--- SUPPLIED INFORMATION ---
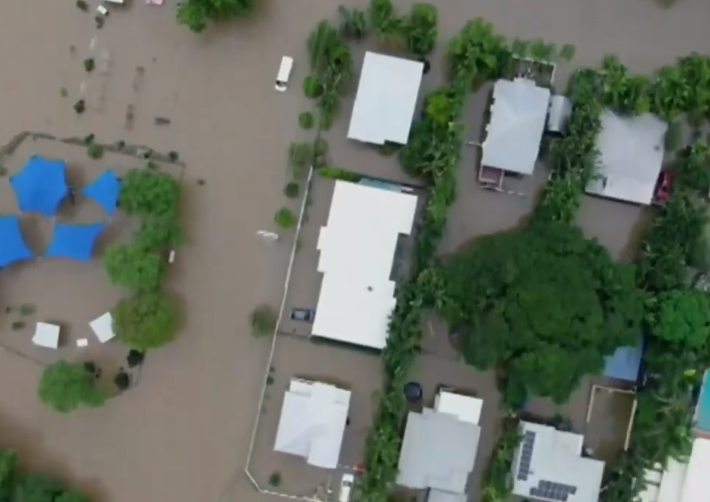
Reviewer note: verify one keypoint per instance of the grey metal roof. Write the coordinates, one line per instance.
(548, 466)
(630, 156)
(386, 99)
(438, 452)
(518, 117)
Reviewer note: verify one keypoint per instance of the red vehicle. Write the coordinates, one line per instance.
(663, 187)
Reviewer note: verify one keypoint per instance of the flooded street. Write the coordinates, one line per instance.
(182, 434)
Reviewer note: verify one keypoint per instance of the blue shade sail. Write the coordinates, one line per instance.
(12, 245)
(74, 241)
(104, 191)
(40, 186)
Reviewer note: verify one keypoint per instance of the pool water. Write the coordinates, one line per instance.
(702, 411)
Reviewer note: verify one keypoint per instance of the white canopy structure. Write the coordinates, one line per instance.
(46, 335)
(631, 156)
(312, 422)
(357, 248)
(103, 327)
(514, 133)
(386, 99)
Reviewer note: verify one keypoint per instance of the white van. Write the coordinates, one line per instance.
(346, 485)
(284, 74)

--- REQUIREMENT ---
Format these records as a JSON list of strings, one string per line, leaving out blank lines and the pictures.

--- SOLUTION ---
[
  "Reviewer note: verify one keypoint per instance of the grey metal roof. Write the coordinates, one line per instance.",
  "(548, 466)",
  "(630, 156)",
  "(386, 99)",
  "(438, 452)",
  "(518, 117)",
  "Reviewer note: verify one keypoint per instance of the red vehicle. Write the coordinates, one line per instance.",
  "(663, 187)",
  "Reviewer note: verify one keypoint per instance of the flooded street. Write the coordinates, one line per instance.",
  "(182, 434)",
  "Reviewer note: verify one keypoint per instance of the blue shade sail. Write the coordinates, one line per instance.",
  "(12, 245)",
  "(74, 241)",
  "(104, 191)",
  "(40, 186)",
  "Reviewer note: verify one keypoint per instance of the pool water. Write the coordinates, one line per instance.",
  "(702, 411)",
  "Reviewer note: verify one keypoint per instance of the white canopy structure. Write the coordinates, one line per instance.",
  "(46, 335)",
  "(631, 156)",
  "(312, 422)",
  "(357, 248)",
  "(103, 327)",
  "(514, 133)",
  "(386, 99)",
  "Reviewer note: verify one keypoint per instance of the white van. Write the coordinates, one line per instance.",
  "(346, 485)",
  "(284, 74)"
]